Exercise task:
Transcribe the listing in full, excluding any pictures.

•••••

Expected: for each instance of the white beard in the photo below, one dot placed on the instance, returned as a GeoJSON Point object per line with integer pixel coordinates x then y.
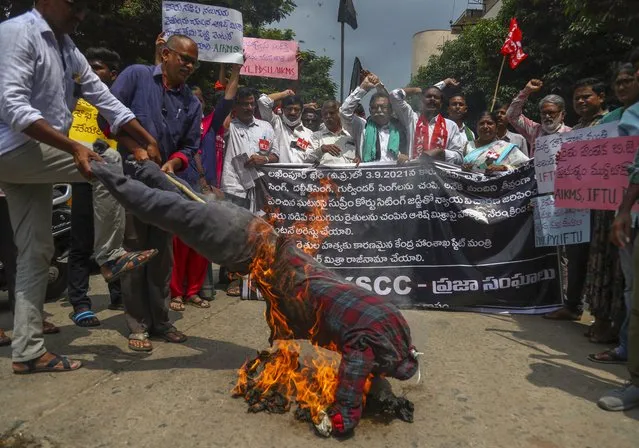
{"type": "Point", "coordinates": [290, 123]}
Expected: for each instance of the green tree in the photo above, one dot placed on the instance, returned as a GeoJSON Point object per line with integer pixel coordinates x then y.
{"type": "Point", "coordinates": [564, 42]}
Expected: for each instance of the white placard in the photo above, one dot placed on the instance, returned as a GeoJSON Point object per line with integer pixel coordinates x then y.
{"type": "Point", "coordinates": [546, 149]}
{"type": "Point", "coordinates": [218, 31]}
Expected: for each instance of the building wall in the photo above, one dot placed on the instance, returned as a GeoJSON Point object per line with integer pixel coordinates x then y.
{"type": "Point", "coordinates": [492, 8]}
{"type": "Point", "coordinates": [428, 43]}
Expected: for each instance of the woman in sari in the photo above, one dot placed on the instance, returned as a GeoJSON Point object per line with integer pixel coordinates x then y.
{"type": "Point", "coordinates": [489, 154]}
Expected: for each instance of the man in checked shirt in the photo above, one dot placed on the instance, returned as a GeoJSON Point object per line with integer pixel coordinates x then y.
{"type": "Point", "coordinates": [370, 332]}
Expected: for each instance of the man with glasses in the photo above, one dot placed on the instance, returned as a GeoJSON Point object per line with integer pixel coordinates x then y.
{"type": "Point", "coordinates": [292, 138]}
{"type": "Point", "coordinates": [43, 77]}
{"type": "Point", "coordinates": [167, 108]}
{"type": "Point", "coordinates": [552, 109]}
{"type": "Point", "coordinates": [381, 137]}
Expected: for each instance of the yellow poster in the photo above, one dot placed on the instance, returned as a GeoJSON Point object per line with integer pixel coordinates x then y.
{"type": "Point", "coordinates": [85, 125]}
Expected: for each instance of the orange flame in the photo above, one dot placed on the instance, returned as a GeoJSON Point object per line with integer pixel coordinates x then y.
{"type": "Point", "coordinates": [312, 385]}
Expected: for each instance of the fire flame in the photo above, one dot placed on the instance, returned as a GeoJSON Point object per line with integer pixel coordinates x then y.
{"type": "Point", "coordinates": [312, 385]}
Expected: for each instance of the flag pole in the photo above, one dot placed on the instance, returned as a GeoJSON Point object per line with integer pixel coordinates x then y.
{"type": "Point", "coordinates": [503, 61]}
{"type": "Point", "coordinates": [341, 86]}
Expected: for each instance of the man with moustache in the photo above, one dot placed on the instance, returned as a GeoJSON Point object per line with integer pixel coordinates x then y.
{"type": "Point", "coordinates": [43, 76]}
{"type": "Point", "coordinates": [381, 137]}
{"type": "Point", "coordinates": [429, 133]}
{"type": "Point", "coordinates": [167, 108]}
{"type": "Point", "coordinates": [292, 138]}
{"type": "Point", "coordinates": [552, 109]}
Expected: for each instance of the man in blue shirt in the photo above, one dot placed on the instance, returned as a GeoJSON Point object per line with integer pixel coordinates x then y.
{"type": "Point", "coordinates": [170, 112]}
{"type": "Point", "coordinates": [43, 75]}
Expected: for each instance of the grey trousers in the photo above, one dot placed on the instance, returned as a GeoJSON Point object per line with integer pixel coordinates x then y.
{"type": "Point", "coordinates": [26, 176]}
{"type": "Point", "coordinates": [145, 291]}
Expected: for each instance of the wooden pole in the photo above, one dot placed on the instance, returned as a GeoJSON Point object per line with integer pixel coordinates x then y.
{"type": "Point", "coordinates": [503, 61]}
{"type": "Point", "coordinates": [341, 86]}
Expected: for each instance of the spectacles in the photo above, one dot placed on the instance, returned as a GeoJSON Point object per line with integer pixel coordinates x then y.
{"type": "Point", "coordinates": [185, 58]}
{"type": "Point", "coordinates": [78, 5]}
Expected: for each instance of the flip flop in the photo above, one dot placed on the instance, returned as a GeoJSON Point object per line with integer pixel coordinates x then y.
{"type": "Point", "coordinates": [126, 263]}
{"type": "Point", "coordinates": [144, 337]}
{"type": "Point", "coordinates": [607, 357]}
{"type": "Point", "coordinates": [50, 367]}
{"type": "Point", "coordinates": [84, 319]}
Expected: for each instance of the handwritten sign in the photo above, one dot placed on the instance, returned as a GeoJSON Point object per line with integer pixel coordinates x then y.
{"type": "Point", "coordinates": [217, 31]}
{"type": "Point", "coordinates": [270, 58]}
{"type": "Point", "coordinates": [594, 174]}
{"type": "Point", "coordinates": [546, 149]}
{"type": "Point", "coordinates": [85, 125]}
{"type": "Point", "coordinates": [559, 226]}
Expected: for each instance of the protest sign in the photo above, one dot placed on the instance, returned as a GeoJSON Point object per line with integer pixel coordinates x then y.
{"type": "Point", "coordinates": [546, 149]}
{"type": "Point", "coordinates": [270, 58]}
{"type": "Point", "coordinates": [594, 174]}
{"type": "Point", "coordinates": [217, 31]}
{"type": "Point", "coordinates": [426, 236]}
{"type": "Point", "coordinates": [85, 125]}
{"type": "Point", "coordinates": [559, 226]}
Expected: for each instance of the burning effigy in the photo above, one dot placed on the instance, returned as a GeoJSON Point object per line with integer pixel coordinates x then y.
{"type": "Point", "coordinates": [304, 301]}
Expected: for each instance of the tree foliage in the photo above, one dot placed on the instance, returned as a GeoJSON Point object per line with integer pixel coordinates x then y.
{"type": "Point", "coordinates": [565, 40]}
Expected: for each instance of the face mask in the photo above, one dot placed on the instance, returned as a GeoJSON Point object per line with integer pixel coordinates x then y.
{"type": "Point", "coordinates": [290, 123]}
{"type": "Point", "coordinates": [554, 127]}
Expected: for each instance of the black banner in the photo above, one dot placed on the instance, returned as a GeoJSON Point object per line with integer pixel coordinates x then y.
{"type": "Point", "coordinates": [430, 236]}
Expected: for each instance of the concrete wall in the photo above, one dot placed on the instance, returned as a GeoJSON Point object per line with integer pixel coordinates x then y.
{"type": "Point", "coordinates": [427, 43]}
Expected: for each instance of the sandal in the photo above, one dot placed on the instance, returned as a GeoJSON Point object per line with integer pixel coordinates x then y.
{"type": "Point", "coordinates": [85, 318]}
{"type": "Point", "coordinates": [146, 345]}
{"type": "Point", "coordinates": [607, 357]}
{"type": "Point", "coordinates": [4, 339]}
{"type": "Point", "coordinates": [177, 304]}
{"type": "Point", "coordinates": [197, 302]}
{"type": "Point", "coordinates": [49, 328]}
{"type": "Point", "coordinates": [114, 269]}
{"type": "Point", "coordinates": [171, 335]}
{"type": "Point", "coordinates": [68, 365]}
{"type": "Point", "coordinates": [234, 288]}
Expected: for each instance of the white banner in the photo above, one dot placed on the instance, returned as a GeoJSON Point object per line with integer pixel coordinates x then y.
{"type": "Point", "coordinates": [218, 31]}
{"type": "Point", "coordinates": [546, 149]}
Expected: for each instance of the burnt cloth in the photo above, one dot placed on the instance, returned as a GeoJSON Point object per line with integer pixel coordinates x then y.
{"type": "Point", "coordinates": [370, 332]}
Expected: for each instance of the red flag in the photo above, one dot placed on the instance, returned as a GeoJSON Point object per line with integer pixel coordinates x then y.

•••••

Exercise solution:
Expected: for each instance of the white beard in the photo below, one dot placed on the instance, returned as a GeoJSON Point object per line with integer pixel coordinates x then y.
{"type": "Point", "coordinates": [290, 123]}
Expected: for each instance of the green tree in the photo above, one dot placed on the instance, returned as a GeoJSON Point object per line with integer pixel coordinates x then y.
{"type": "Point", "coordinates": [564, 42]}
Expected: for each instance of the white placard in the photo above, one dot placed on the instance, returned as a GeoJSON Point object per line with integer pixel coordinates x then y.
{"type": "Point", "coordinates": [546, 149]}
{"type": "Point", "coordinates": [218, 31]}
Expected: for each instance of the building wall in the photo above, one dot placed on the instance, returned as a GeoJSON Point object per line with integer pixel coordinates x then y.
{"type": "Point", "coordinates": [492, 8]}
{"type": "Point", "coordinates": [428, 43]}
Expected: for each instance of the woman in sari in the photo above, one dot placed on the instance, returned as a GeoJSON Point object per line with integer pixel coordinates x then y.
{"type": "Point", "coordinates": [489, 154]}
Expected: for each instance of the man in checked shirt in the photo above, one dot placed on the instance, returned as a GeoJSON Point object per line with integer pixel coordinates x then y.
{"type": "Point", "coordinates": [370, 332]}
Expected: for each instance of the man with glasses in the photo above, one dot placed on the instance, returned as a GeoJSON Point object per line with integer pixel coordinates x then y.
{"type": "Point", "coordinates": [292, 138]}
{"type": "Point", "coordinates": [43, 77]}
{"type": "Point", "coordinates": [167, 108]}
{"type": "Point", "coordinates": [552, 109]}
{"type": "Point", "coordinates": [381, 137]}
Expected: for each instance of the yellow poster in the photo above, one dot placed on the instance, returned as a GeoJSON Point object per line with integer pixel coordinates x then y.
{"type": "Point", "coordinates": [85, 125]}
Expected: for each instance of the orange flame in the photo above, one dot placed on the instance, returned as a GeoJSON Point object per line with integer pixel coordinates x then y.
{"type": "Point", "coordinates": [312, 385]}
Expected: for each instance of the fire flame in the photo above, one dot placed on the instance, returned as a GeoJSON Point object per line with integer pixel coordinates x then y.
{"type": "Point", "coordinates": [312, 385]}
Expected: for each instance of the flag pole in the photo above, one dot placed on the instance, returned as a GeoJSON Point object per line with integer pixel coordinates x then y.
{"type": "Point", "coordinates": [503, 61]}
{"type": "Point", "coordinates": [341, 86]}
Expected: for each instance of the man with moustache in the photo above, one dot placed on the instance, returned as a GeoJSON Point object per line with integer pixel coordinates x then y.
{"type": "Point", "coordinates": [43, 76]}
{"type": "Point", "coordinates": [381, 137]}
{"type": "Point", "coordinates": [429, 133]}
{"type": "Point", "coordinates": [167, 108]}
{"type": "Point", "coordinates": [292, 138]}
{"type": "Point", "coordinates": [552, 109]}
Expected: for each instance of the man in blue shirt in the photo above, one dot placed on the instance, returned as a GeoJSON Point object per line with integer pixel coordinates x then y.
{"type": "Point", "coordinates": [170, 112]}
{"type": "Point", "coordinates": [43, 75]}
Expected: for each instance of the grey trousers in the photo above, one dot placed on the instance, returned as a GeoJSON Point object per line with integer pixel coordinates x then y.
{"type": "Point", "coordinates": [26, 176]}
{"type": "Point", "coordinates": [145, 291]}
Expected: for each instance of the wooden pole in the photo above, one dot placed on the instance, returned as a GeoJSON Point object per line with integer pixel coordinates x then y.
{"type": "Point", "coordinates": [503, 61]}
{"type": "Point", "coordinates": [341, 86]}
Expected: for each instance of the spectacles in the photo above, one dot placed on the instance, returned as a GeoJSON Point object per line with integer pixel coordinates x then y.
{"type": "Point", "coordinates": [185, 58]}
{"type": "Point", "coordinates": [78, 5]}
Expected: for each instance of the flip flop in the photo above, one dot placed on the instance, returned as a GeoJSON Point object per line with integer pixel coordinates x then y.
{"type": "Point", "coordinates": [126, 263]}
{"type": "Point", "coordinates": [144, 337]}
{"type": "Point", "coordinates": [607, 357]}
{"type": "Point", "coordinates": [50, 367]}
{"type": "Point", "coordinates": [84, 319]}
Expected: for each instance of the handwritten sign in the photo above, one dot placed on the instance, returned as a GeoJSON Point object per line with integer pixel coordinates x then y.
{"type": "Point", "coordinates": [217, 31]}
{"type": "Point", "coordinates": [270, 58]}
{"type": "Point", "coordinates": [594, 174]}
{"type": "Point", "coordinates": [546, 149]}
{"type": "Point", "coordinates": [85, 125]}
{"type": "Point", "coordinates": [559, 226]}
Expected: for each instance of the protest sign in the photo above, one dot placed on the instance, returned as a GeoJSON Point object per line with integer pixel coordinates x then y.
{"type": "Point", "coordinates": [546, 149]}
{"type": "Point", "coordinates": [270, 58]}
{"type": "Point", "coordinates": [594, 174]}
{"type": "Point", "coordinates": [217, 31]}
{"type": "Point", "coordinates": [426, 236]}
{"type": "Point", "coordinates": [85, 125]}
{"type": "Point", "coordinates": [559, 226]}
Expected: for each instance of the burning effigy in the photo above, one dot placed on the instance, returned as a GeoJSON Point object per line with integer pixel coordinates x then y.
{"type": "Point", "coordinates": [304, 301]}
Expected: for each instance of the tree foliage in the photo above, one dot placed on the instance, returned as a GeoJSON Point object per line with integer pixel coordinates x then y.
{"type": "Point", "coordinates": [565, 40]}
Expected: for each instance of the face mask in the photo above, one dot placed on the instance, returned as a GeoJSON Point object per line with integer pixel coordinates x then y.
{"type": "Point", "coordinates": [290, 123]}
{"type": "Point", "coordinates": [554, 127]}
Expected: for each instance of the black banner in the photo above, one dot placed on the instance, returned as a GeoJSON Point object per line with integer pixel coordinates x then y.
{"type": "Point", "coordinates": [430, 236]}
Expected: for each instance of the concrete wall in the photo above, one dot placed on the instance, returned as a GeoJSON Point object per line with integer pixel coordinates x then y.
{"type": "Point", "coordinates": [427, 43]}
Expected: for each instance of the sandal in the photo above, one dot placed on the instance, returned as a GeoJSON Point object per line with integer pixel coordinates x then y.
{"type": "Point", "coordinates": [85, 318]}
{"type": "Point", "coordinates": [146, 345]}
{"type": "Point", "coordinates": [607, 357]}
{"type": "Point", "coordinates": [4, 339]}
{"type": "Point", "coordinates": [177, 304]}
{"type": "Point", "coordinates": [197, 302]}
{"type": "Point", "coordinates": [49, 328]}
{"type": "Point", "coordinates": [114, 269]}
{"type": "Point", "coordinates": [171, 335]}
{"type": "Point", "coordinates": [68, 365]}
{"type": "Point", "coordinates": [234, 288]}
Expected: for each instance of the white banner in the photo above, one dot placed on the instance, returned as a GeoJSON Point object per line with integer pixel coordinates x then y.
{"type": "Point", "coordinates": [218, 31]}
{"type": "Point", "coordinates": [546, 149]}
Expected: for each instance of the burnt cloth in the photo above, one dot placed on the instance, returned as a GeoJSON Point object per line with integer pixel coordinates x then y.
{"type": "Point", "coordinates": [370, 332]}
Expected: for each instance of the red flag in the photo above, one dot placed on the instance, returned as a GeoJSON Point object per line with integer pixel coordinates x then y.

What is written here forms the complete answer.